▶ _WHAT TO PRODUCE_
Pictures must not appear; the answer is exactly the lines from the one that holds "Please identify the hill in" through the end of the material.

▶ _RECORDED DATA_
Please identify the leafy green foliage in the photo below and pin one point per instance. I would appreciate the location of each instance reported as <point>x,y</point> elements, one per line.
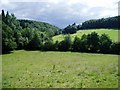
<point>111,22</point>
<point>40,26</point>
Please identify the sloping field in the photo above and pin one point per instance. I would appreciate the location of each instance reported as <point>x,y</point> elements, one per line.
<point>36,69</point>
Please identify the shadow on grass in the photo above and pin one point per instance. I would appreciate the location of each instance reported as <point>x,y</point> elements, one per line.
<point>9,52</point>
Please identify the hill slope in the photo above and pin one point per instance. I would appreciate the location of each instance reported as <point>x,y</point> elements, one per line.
<point>113,34</point>
<point>41,26</point>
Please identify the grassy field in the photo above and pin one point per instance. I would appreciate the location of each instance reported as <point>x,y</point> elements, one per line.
<point>113,34</point>
<point>23,69</point>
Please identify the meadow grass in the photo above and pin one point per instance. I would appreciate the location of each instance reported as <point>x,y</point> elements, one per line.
<point>112,33</point>
<point>36,69</point>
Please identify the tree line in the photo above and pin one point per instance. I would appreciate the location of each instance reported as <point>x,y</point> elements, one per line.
<point>31,35</point>
<point>24,34</point>
<point>108,23</point>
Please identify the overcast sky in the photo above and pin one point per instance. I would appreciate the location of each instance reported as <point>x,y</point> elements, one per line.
<point>61,12</point>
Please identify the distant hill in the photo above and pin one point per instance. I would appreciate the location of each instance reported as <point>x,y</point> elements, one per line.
<point>112,33</point>
<point>41,26</point>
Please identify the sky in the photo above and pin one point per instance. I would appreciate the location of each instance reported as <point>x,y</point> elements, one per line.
<point>61,13</point>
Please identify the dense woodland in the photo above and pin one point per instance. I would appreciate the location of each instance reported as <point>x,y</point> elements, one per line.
<point>33,35</point>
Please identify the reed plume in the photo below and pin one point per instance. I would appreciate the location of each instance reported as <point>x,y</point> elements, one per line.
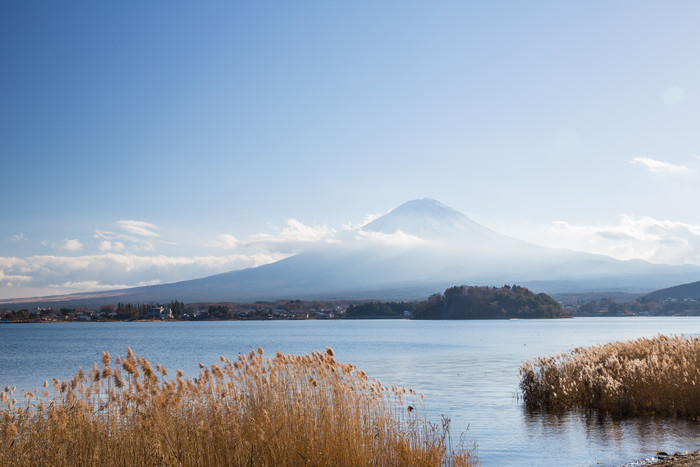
<point>255,410</point>
<point>658,376</point>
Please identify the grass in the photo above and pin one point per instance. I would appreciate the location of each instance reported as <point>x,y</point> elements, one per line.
<point>284,410</point>
<point>657,376</point>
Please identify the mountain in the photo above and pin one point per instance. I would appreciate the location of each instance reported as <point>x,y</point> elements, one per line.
<point>413,251</point>
<point>678,292</point>
<point>431,220</point>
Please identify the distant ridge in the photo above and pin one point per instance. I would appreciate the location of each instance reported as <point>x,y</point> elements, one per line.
<point>431,220</point>
<point>679,292</point>
<point>443,248</point>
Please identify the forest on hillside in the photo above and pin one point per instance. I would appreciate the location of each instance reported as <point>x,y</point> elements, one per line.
<point>463,302</point>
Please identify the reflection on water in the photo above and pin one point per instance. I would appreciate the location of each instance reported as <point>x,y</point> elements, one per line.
<point>622,440</point>
<point>468,371</point>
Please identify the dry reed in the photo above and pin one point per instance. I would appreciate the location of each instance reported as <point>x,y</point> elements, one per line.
<point>657,376</point>
<point>285,410</point>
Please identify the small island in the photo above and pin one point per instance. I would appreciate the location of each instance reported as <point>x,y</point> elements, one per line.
<point>506,302</point>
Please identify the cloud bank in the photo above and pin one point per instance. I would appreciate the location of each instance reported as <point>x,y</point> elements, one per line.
<point>633,237</point>
<point>656,166</point>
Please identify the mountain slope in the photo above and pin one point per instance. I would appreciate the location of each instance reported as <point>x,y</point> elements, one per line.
<point>417,249</point>
<point>678,292</point>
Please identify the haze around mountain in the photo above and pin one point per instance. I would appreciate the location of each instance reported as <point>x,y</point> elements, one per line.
<point>418,248</point>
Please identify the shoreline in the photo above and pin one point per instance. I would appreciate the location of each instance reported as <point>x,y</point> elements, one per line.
<point>678,459</point>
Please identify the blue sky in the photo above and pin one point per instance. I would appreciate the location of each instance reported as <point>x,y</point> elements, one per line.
<point>145,142</point>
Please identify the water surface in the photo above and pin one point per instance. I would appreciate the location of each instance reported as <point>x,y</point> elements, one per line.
<point>468,370</point>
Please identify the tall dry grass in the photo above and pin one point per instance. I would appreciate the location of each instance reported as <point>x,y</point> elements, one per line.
<point>658,376</point>
<point>285,410</point>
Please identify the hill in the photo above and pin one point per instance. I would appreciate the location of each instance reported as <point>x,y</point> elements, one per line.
<point>678,292</point>
<point>419,247</point>
<point>489,303</point>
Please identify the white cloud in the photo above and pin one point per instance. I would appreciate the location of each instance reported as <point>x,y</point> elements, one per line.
<point>398,238</point>
<point>143,229</point>
<point>111,241</point>
<point>66,274</point>
<point>18,237</point>
<point>659,166</point>
<point>225,241</point>
<point>108,245</point>
<point>71,244</point>
<point>295,236</point>
<point>366,220</point>
<point>657,241</point>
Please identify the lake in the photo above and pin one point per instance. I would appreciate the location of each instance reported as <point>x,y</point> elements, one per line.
<point>468,370</point>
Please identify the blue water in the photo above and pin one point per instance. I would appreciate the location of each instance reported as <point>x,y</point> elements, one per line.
<point>468,370</point>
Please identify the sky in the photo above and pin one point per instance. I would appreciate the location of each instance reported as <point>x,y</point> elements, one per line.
<point>150,142</point>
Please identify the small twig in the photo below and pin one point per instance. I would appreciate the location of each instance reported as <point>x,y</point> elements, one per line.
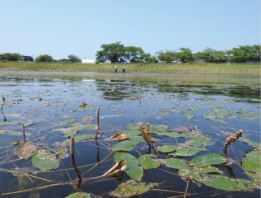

▶ _TASK RESULT_
Please identify the hill in the photo above and pin one point per instance. I would appreciate the location of each instance reported as <point>x,y</point> elements, one per line.
<point>678,292</point>
<point>419,247</point>
<point>489,303</point>
Please identify the white cloud in the photo above and pin one point per instance. I would appreciate the location of each instance reported as <point>x,y</point> elements, one per line.
<point>398,238</point>
<point>143,229</point>
<point>111,241</point>
<point>66,274</point>
<point>18,237</point>
<point>659,166</point>
<point>225,241</point>
<point>108,245</point>
<point>71,244</point>
<point>295,236</point>
<point>366,220</point>
<point>657,241</point>
Please identify the lake in the photo above and pin one point per instance. I would appreciate the location of each instance reported as <point>x,y</point> elements, one per line.
<point>468,370</point>
Please identify the blue water in the photo above and pin one point per instance. I would appreciate the location of each instance reported as <point>x,y</point> elements, one per line.
<point>468,370</point>
Please identify the sky in the photo above and pin one point per instance. I would appreciate the location of each instance reported as <point>x,y</point> elements, one per line.
<point>150,142</point>
Please identify the small twig in the photo below and pin one point per instance. I would appreciate the location of each instance reported as <point>x,y</point> elements, one per line.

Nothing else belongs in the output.